Beneath this line are the data; copy exactly the part of them that opens with the line containing "box: [27, 241, 135, 562]" and closes with the line containing "275L114 237L88 249L62", and only that part.

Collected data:
============================================================
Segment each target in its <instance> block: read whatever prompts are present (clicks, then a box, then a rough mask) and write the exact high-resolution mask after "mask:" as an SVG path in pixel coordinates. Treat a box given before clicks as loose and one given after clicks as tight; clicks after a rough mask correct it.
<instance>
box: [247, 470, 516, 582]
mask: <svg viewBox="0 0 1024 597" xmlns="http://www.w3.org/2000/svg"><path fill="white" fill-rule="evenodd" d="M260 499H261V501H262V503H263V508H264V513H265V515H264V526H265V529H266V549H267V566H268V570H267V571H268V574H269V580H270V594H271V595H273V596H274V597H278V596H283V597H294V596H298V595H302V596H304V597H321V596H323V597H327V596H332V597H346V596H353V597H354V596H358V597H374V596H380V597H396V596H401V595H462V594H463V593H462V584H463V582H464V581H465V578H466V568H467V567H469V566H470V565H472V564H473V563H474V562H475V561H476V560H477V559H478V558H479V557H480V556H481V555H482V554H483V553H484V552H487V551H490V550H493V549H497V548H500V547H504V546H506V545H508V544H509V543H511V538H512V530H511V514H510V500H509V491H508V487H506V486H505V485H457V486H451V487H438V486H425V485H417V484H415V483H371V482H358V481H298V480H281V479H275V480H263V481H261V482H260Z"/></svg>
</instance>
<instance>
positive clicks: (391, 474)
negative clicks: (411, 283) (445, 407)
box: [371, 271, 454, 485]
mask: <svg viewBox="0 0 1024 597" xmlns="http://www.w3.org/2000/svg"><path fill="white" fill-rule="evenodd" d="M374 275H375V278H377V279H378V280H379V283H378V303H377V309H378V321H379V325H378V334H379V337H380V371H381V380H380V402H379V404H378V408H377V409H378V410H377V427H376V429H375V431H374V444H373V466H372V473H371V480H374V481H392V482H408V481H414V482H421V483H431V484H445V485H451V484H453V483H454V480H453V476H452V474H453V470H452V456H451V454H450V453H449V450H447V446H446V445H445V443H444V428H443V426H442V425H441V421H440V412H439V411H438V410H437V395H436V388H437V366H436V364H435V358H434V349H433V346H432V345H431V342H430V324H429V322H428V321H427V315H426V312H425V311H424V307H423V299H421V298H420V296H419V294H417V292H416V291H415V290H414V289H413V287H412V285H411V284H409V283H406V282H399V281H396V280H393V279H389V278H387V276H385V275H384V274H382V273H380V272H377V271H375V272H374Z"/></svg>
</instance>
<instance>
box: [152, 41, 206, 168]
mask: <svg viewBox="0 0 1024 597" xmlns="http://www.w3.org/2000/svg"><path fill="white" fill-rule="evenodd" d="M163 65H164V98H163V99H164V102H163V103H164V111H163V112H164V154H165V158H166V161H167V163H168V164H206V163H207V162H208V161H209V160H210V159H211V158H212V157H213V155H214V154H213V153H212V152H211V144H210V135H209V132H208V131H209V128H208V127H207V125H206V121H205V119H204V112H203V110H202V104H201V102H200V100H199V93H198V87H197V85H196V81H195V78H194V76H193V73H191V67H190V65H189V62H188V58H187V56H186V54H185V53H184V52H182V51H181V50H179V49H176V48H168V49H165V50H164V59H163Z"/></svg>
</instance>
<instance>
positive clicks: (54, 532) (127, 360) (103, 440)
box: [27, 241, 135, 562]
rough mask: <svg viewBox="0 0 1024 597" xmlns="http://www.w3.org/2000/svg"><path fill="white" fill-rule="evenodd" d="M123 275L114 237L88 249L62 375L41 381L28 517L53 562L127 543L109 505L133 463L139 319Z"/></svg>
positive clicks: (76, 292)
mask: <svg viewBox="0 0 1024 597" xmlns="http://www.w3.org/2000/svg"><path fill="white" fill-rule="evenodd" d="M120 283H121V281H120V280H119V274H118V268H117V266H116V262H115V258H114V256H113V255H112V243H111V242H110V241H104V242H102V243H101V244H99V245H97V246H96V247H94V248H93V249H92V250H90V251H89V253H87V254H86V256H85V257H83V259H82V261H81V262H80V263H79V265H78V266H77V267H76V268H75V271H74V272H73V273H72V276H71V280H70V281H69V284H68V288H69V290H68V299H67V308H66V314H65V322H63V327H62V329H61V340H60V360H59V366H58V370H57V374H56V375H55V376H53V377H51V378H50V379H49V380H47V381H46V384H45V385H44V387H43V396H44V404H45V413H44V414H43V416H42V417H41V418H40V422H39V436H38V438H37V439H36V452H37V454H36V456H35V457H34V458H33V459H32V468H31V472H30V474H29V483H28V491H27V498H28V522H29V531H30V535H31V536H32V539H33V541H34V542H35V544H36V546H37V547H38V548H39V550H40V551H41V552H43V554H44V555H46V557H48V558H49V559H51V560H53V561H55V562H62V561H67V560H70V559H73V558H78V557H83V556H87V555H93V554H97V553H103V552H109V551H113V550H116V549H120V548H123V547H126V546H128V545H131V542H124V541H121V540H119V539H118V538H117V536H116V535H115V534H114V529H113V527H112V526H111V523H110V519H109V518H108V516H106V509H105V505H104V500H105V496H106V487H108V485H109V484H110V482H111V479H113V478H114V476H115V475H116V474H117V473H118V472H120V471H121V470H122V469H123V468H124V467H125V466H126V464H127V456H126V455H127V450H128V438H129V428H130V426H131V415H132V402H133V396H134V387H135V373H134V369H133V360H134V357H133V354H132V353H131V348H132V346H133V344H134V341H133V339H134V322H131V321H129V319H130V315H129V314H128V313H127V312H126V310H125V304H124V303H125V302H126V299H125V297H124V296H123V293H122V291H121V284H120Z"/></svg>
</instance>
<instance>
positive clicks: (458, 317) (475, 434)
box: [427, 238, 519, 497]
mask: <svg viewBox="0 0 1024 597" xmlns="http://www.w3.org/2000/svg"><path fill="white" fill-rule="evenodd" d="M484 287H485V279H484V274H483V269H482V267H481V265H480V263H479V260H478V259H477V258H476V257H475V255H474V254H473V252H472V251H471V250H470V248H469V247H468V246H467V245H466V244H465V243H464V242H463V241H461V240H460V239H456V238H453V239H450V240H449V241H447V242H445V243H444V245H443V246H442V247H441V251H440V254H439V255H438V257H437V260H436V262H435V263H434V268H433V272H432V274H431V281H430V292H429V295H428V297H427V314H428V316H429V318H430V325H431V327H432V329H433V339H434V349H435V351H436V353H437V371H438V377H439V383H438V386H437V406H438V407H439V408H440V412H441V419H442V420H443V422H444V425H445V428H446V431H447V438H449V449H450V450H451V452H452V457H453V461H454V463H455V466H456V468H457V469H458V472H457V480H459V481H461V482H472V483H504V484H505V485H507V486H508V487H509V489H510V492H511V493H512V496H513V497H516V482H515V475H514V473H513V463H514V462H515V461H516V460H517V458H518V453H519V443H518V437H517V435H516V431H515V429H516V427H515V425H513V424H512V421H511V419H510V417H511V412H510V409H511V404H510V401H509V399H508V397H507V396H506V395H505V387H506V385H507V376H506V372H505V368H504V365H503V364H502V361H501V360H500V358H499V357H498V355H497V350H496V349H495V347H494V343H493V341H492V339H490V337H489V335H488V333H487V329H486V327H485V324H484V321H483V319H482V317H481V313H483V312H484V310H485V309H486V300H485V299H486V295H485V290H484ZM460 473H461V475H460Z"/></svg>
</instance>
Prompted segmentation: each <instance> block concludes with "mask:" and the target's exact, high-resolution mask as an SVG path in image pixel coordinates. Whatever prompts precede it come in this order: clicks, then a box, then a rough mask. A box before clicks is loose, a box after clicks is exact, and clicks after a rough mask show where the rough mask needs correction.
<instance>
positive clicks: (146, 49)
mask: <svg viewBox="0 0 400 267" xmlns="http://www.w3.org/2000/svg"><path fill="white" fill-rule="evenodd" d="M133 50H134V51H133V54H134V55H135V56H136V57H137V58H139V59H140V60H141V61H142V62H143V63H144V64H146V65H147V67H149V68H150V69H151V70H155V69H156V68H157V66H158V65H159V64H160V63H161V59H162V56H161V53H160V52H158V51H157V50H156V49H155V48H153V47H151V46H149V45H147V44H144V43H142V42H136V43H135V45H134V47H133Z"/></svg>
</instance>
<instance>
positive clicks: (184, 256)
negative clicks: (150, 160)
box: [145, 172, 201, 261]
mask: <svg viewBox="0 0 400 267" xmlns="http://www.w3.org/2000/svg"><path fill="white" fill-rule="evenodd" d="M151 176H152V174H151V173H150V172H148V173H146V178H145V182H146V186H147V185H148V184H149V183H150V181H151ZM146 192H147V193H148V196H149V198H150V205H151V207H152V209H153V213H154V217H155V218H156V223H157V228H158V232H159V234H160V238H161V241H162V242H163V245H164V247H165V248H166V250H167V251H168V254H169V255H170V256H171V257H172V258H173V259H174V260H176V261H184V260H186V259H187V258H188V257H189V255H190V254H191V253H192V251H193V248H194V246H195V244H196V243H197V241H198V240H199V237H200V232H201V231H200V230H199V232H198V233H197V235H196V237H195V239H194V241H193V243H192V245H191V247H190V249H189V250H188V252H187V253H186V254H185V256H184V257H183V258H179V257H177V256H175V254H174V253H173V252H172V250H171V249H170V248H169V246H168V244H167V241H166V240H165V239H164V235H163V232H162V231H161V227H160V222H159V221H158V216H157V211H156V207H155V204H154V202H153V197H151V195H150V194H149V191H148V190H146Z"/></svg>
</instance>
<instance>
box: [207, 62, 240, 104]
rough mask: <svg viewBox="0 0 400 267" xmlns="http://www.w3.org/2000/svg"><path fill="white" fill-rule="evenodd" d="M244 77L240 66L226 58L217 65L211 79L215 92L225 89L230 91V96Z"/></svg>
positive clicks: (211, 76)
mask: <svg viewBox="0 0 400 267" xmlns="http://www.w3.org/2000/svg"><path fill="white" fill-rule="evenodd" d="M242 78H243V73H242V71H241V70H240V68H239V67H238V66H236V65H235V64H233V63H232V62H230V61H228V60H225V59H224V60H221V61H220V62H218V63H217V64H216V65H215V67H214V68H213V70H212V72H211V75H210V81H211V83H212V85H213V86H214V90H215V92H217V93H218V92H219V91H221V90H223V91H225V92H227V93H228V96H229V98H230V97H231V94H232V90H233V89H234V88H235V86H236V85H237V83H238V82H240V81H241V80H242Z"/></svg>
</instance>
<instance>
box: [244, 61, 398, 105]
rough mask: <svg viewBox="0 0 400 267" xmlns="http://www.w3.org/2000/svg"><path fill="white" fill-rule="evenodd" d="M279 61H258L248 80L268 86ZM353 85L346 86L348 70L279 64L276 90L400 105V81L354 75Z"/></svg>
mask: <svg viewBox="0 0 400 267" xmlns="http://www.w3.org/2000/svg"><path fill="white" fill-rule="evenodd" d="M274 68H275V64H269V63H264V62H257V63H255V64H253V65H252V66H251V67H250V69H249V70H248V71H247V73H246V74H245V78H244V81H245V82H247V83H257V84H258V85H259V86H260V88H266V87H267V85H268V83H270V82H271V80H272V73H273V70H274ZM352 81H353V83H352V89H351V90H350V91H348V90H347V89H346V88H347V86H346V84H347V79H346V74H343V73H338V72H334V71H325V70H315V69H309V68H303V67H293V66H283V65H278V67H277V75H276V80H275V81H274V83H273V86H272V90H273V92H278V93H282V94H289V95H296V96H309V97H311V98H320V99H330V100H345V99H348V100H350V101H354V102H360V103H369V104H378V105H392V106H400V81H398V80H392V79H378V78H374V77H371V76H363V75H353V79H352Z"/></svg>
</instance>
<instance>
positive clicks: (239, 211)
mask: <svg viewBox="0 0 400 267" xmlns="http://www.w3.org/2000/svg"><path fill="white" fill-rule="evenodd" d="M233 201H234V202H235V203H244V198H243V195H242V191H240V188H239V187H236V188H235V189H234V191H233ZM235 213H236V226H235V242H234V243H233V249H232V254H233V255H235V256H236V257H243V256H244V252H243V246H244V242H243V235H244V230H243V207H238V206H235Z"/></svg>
============================================================
WORKED SOLUTION:
box: [27, 241, 135, 562]
rough mask: <svg viewBox="0 0 1024 597" xmlns="http://www.w3.org/2000/svg"><path fill="white" fill-rule="evenodd" d="M123 275L114 237L88 249L62 375L41 381L28 517L53 562L127 543L109 505L133 463L139 319Z"/></svg>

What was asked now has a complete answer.